### EXTRACTED INFORMATION
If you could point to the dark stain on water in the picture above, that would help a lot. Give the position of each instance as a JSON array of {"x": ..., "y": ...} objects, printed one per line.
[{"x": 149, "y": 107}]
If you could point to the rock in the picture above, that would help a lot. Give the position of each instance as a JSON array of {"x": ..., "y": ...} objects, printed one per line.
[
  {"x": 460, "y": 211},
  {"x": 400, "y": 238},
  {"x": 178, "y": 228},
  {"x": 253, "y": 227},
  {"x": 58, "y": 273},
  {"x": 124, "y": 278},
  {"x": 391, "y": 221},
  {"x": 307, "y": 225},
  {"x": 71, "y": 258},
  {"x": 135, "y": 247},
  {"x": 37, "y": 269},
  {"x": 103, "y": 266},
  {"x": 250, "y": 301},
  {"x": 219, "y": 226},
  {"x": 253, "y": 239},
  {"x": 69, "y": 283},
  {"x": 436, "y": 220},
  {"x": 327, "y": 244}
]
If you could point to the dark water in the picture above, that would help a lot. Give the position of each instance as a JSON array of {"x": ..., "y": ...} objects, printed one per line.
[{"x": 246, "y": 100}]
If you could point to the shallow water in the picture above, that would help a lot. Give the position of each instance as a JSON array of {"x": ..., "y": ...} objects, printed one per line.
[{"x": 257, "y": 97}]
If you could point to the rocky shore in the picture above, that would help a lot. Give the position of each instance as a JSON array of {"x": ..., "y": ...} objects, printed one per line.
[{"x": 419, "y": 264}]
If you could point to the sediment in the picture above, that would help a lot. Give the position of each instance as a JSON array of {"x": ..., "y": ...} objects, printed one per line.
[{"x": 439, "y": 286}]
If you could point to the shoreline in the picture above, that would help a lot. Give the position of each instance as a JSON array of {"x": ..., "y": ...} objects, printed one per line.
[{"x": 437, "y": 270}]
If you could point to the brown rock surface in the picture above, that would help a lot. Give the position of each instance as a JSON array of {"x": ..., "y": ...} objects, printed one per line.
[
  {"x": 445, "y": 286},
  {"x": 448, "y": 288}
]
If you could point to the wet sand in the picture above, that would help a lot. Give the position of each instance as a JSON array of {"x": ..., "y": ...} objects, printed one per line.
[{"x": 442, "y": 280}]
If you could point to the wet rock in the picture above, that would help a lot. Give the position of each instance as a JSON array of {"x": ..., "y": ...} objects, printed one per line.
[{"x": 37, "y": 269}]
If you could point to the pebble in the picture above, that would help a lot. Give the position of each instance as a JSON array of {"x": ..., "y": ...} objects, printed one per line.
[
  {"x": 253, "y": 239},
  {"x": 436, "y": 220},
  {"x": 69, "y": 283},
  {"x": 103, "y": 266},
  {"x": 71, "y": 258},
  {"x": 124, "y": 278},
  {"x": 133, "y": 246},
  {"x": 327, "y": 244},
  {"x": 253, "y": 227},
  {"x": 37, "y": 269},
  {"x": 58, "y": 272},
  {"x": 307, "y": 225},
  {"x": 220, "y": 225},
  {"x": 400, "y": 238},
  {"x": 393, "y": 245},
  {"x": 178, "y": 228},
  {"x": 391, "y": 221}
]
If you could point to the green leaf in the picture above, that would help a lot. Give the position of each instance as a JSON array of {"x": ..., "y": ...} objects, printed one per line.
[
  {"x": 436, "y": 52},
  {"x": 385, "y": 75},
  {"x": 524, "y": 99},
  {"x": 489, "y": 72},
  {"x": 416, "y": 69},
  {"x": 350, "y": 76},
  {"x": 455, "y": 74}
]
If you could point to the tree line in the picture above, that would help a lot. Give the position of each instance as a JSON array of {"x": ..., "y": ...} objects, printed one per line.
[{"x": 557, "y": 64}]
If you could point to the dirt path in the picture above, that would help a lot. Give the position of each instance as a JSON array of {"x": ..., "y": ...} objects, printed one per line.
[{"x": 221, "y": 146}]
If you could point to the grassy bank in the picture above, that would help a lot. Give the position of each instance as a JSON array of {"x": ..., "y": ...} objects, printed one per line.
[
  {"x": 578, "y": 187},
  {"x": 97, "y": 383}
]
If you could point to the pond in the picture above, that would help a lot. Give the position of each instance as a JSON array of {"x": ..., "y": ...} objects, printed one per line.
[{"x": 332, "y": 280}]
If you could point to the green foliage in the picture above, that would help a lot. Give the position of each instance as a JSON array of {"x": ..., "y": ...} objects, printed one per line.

### TASK
Return every record, word for word.

### FINAL ANSWER
If you could point to the dark stain on water in the picture above, that would help a lot. Give the position of each instance as a JSON array of {"x": ..., "y": ...} objects, printed one per line.
[{"x": 149, "y": 107}]
If you could point to the rock in the picture above, that would help a lot. Give the position of each instance as a JSON array of {"x": ..., "y": ...} objects, printed one per line.
[
  {"x": 460, "y": 211},
  {"x": 400, "y": 238},
  {"x": 178, "y": 228},
  {"x": 253, "y": 227},
  {"x": 58, "y": 273},
  {"x": 124, "y": 278},
  {"x": 391, "y": 221},
  {"x": 307, "y": 225},
  {"x": 71, "y": 258},
  {"x": 135, "y": 247},
  {"x": 37, "y": 269},
  {"x": 103, "y": 266},
  {"x": 250, "y": 301},
  {"x": 219, "y": 226},
  {"x": 253, "y": 239},
  {"x": 69, "y": 283},
  {"x": 436, "y": 220},
  {"x": 327, "y": 244}
]
If you could point to the dark water in the picture above, that would help a lot. Give the position of each instance as a JSON array of {"x": ..., "y": ...} objects, printed one per line.
[{"x": 246, "y": 100}]
If you could point to the shallow water in the picture above, that would help a lot. Give the position of each instance as a JSON array of {"x": ..., "y": ...} objects, printed one per line.
[{"x": 257, "y": 97}]
If you could point to the rocky shore in the picture above, that would help a lot. Give the position of each instance as a JSON array of {"x": ..., "y": ...} objects, printed one per line.
[{"x": 419, "y": 264}]
If you could point to the sediment in the picture above, that would help a lot. Give the position of each instance as a JSON array of {"x": ..., "y": ...} objects, printed one per line.
[{"x": 439, "y": 286}]
If you could point to the shoreline in the picture above, that would help a lot. Give the position of each instance as a JSON array of {"x": ..., "y": ...} objects, printed one per line.
[{"x": 437, "y": 270}]
If you could point to the brown rock surface in the picture above, that would help a lot. Give the position of each instance as a JSON array of {"x": ..., "y": ...} objects, printed one per line.
[
  {"x": 445, "y": 286},
  {"x": 448, "y": 288}
]
If you could point to the wet sand in the picture above, that would help a lot. Give the position of each instance as a JSON array of {"x": ..., "y": ...} objects, printed one per line.
[{"x": 442, "y": 280}]
If you could point to the wet rock in the picture above, that would help a lot. Give the position of each instance as a JSON array of {"x": ..., "y": ...} objects, printed one per line.
[{"x": 37, "y": 269}]
If you could point to the pebble in the picture above, that would help a lot. Give the position of each instance as a JSON array of {"x": ..., "y": ...} objects, printed one per line.
[
  {"x": 253, "y": 239},
  {"x": 436, "y": 220},
  {"x": 69, "y": 283},
  {"x": 103, "y": 266},
  {"x": 71, "y": 258},
  {"x": 124, "y": 278},
  {"x": 133, "y": 246},
  {"x": 327, "y": 244},
  {"x": 253, "y": 227},
  {"x": 37, "y": 269},
  {"x": 58, "y": 272},
  {"x": 307, "y": 225},
  {"x": 220, "y": 225},
  {"x": 400, "y": 238},
  {"x": 393, "y": 245},
  {"x": 178, "y": 228},
  {"x": 391, "y": 221}
]
If you could point to the green leaf in the picture above, that would help a lot. Give the position of each instance as a JSON array of {"x": ..., "y": ...} objects, printed one per line.
[
  {"x": 436, "y": 52},
  {"x": 385, "y": 75},
  {"x": 524, "y": 99},
  {"x": 489, "y": 72},
  {"x": 416, "y": 69},
  {"x": 350, "y": 76},
  {"x": 455, "y": 74}
]
If you could point to the tree line in the picture above, that would help a lot. Give the position of each instance as a JSON array of {"x": ..., "y": ...} objects, printed one per line.
[{"x": 557, "y": 64}]
If you could point to the dirt path in the picture above, that would help a lot. Give the position of each instance as a JSON array of {"x": ..., "y": ...} objects, printed one per line.
[{"x": 221, "y": 146}]
If you could point to the grassy bank in the picture above, that would help a lot. Give the position of each instance as a JSON array of {"x": ..., "y": ...} objects, printed one per line.
[
  {"x": 578, "y": 187},
  {"x": 97, "y": 383}
]
If you could point to the pond in the picture above, that would help a lot. Give the position of each instance as a JSON array of {"x": ..., "y": ...} objects, printed one per line.
[{"x": 332, "y": 280}]
If you could point to the green foliage in the picture above, that would help a lot. Give the position of each instance as a JSON array of {"x": ..., "y": ...} objects, printed one per line.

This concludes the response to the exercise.